---- PROVIDED ENTRIES

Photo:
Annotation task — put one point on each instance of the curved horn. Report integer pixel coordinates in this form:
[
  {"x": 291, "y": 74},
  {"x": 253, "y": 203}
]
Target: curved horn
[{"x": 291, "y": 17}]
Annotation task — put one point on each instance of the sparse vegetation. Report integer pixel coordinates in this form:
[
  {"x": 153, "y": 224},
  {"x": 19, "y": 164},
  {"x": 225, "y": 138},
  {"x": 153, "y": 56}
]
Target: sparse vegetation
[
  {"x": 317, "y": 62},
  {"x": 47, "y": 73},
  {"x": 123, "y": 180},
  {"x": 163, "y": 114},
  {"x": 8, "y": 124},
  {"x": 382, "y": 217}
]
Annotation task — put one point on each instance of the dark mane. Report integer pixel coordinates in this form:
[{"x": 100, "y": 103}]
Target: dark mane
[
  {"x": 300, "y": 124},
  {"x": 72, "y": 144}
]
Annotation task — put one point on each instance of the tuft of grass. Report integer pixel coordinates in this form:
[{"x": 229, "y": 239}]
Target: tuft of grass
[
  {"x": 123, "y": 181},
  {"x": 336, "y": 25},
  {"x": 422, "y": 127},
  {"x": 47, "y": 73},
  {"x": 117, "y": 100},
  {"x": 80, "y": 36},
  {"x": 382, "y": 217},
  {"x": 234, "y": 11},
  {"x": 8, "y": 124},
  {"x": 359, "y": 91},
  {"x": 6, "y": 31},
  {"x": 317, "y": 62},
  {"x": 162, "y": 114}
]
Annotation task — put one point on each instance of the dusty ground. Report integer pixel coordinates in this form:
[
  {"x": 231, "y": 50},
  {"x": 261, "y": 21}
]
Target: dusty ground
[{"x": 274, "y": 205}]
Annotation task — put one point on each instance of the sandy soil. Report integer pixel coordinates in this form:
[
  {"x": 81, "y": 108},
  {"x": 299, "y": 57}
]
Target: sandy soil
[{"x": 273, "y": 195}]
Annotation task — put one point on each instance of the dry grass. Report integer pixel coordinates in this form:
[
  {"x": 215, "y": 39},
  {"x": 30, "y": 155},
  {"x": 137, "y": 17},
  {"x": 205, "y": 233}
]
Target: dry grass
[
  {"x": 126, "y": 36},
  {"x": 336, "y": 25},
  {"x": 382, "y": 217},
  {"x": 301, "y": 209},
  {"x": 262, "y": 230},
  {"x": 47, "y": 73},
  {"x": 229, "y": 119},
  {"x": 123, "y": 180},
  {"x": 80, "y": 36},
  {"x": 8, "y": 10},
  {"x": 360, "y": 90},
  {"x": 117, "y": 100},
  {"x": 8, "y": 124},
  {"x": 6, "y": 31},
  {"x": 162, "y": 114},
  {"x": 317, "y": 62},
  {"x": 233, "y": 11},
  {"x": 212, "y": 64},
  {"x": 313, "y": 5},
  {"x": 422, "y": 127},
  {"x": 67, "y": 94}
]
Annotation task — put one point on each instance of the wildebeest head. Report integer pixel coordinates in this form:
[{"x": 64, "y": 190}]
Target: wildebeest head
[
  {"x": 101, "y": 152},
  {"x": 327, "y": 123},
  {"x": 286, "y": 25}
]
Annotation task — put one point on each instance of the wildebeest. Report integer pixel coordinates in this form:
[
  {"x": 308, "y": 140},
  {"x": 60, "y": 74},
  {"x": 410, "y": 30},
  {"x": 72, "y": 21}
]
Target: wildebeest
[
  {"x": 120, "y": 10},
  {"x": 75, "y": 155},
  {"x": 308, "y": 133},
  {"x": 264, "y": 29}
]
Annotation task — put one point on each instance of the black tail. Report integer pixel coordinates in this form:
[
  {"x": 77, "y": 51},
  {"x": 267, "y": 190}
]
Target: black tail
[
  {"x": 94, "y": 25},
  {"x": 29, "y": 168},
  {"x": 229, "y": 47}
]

--------

Print all of the entries again, exactly as written.

Photo:
Annotation task — put one point on each instance of the curved horn. Report integer pixel coordinates in this form:
[
  {"x": 291, "y": 74},
  {"x": 253, "y": 203}
]
Target: curved horn
[{"x": 291, "y": 17}]
Annotation task — put one point on each instance of the sparse vegetation. Report integer pixel coordinates in this form:
[
  {"x": 153, "y": 224},
  {"x": 19, "y": 164},
  {"x": 225, "y": 138},
  {"x": 153, "y": 56}
]
Target: sparse vegetation
[
  {"x": 317, "y": 62},
  {"x": 47, "y": 73},
  {"x": 123, "y": 180},
  {"x": 163, "y": 114},
  {"x": 8, "y": 124},
  {"x": 382, "y": 217}
]
Annotation task — put one point on each instance of the dark mane. Report integer pixel coordinates in this form:
[{"x": 100, "y": 103}]
Target: dark mane
[
  {"x": 300, "y": 124},
  {"x": 72, "y": 144}
]
Annotation task — put one point on each instance of the tuft of grass. Report integer pixel coordinates in this form:
[{"x": 229, "y": 239}]
Target: tuft of grass
[
  {"x": 123, "y": 181},
  {"x": 336, "y": 25},
  {"x": 422, "y": 127},
  {"x": 47, "y": 73},
  {"x": 117, "y": 100},
  {"x": 80, "y": 36},
  {"x": 382, "y": 217},
  {"x": 234, "y": 11},
  {"x": 8, "y": 124},
  {"x": 359, "y": 91},
  {"x": 6, "y": 31},
  {"x": 317, "y": 62},
  {"x": 162, "y": 114}
]
Annotation task — put one point on each instance of the dusty ground. Report integer pixel coordinates in this form:
[
  {"x": 231, "y": 50},
  {"x": 261, "y": 21}
]
Target: dusty ground
[{"x": 274, "y": 205}]
Annotation task — put one point on each instance of the sandy soil. Report integer pixel coordinates in this form:
[
  {"x": 81, "y": 108},
  {"x": 299, "y": 57}
]
Target: sandy soil
[{"x": 273, "y": 195}]
Annotation task — put one point on each instance of the dry grass. Report integer pixel coordinates in this form:
[
  {"x": 215, "y": 39},
  {"x": 30, "y": 155},
  {"x": 137, "y": 17},
  {"x": 205, "y": 233}
]
Target: dry grass
[
  {"x": 126, "y": 36},
  {"x": 336, "y": 25},
  {"x": 382, "y": 217},
  {"x": 301, "y": 209},
  {"x": 262, "y": 230},
  {"x": 47, "y": 73},
  {"x": 229, "y": 119},
  {"x": 123, "y": 180},
  {"x": 80, "y": 36},
  {"x": 8, "y": 10},
  {"x": 360, "y": 90},
  {"x": 117, "y": 100},
  {"x": 8, "y": 124},
  {"x": 6, "y": 31},
  {"x": 162, "y": 114},
  {"x": 317, "y": 62},
  {"x": 233, "y": 11},
  {"x": 212, "y": 64},
  {"x": 313, "y": 5},
  {"x": 422, "y": 127},
  {"x": 67, "y": 94}
]
Annotation task — put one point on each instance of the wildebeest head. Report integer pixel coordinates in this form:
[{"x": 64, "y": 190}]
Target: wildebeest head
[
  {"x": 101, "y": 152},
  {"x": 327, "y": 123},
  {"x": 286, "y": 25}
]
Annotation task — put one point on each instance of the wildebeest. Report integer pixel coordinates in this form:
[
  {"x": 308, "y": 140},
  {"x": 60, "y": 74},
  {"x": 410, "y": 30},
  {"x": 72, "y": 21}
]
Target: wildebeest
[
  {"x": 120, "y": 10},
  {"x": 75, "y": 155},
  {"x": 308, "y": 133},
  {"x": 264, "y": 29}
]
Annotation task — put one point on each instance of the black tail. Report integer pixel coordinates in this form:
[
  {"x": 77, "y": 51},
  {"x": 267, "y": 190}
]
Target: black tail
[
  {"x": 94, "y": 25},
  {"x": 29, "y": 168},
  {"x": 229, "y": 47}
]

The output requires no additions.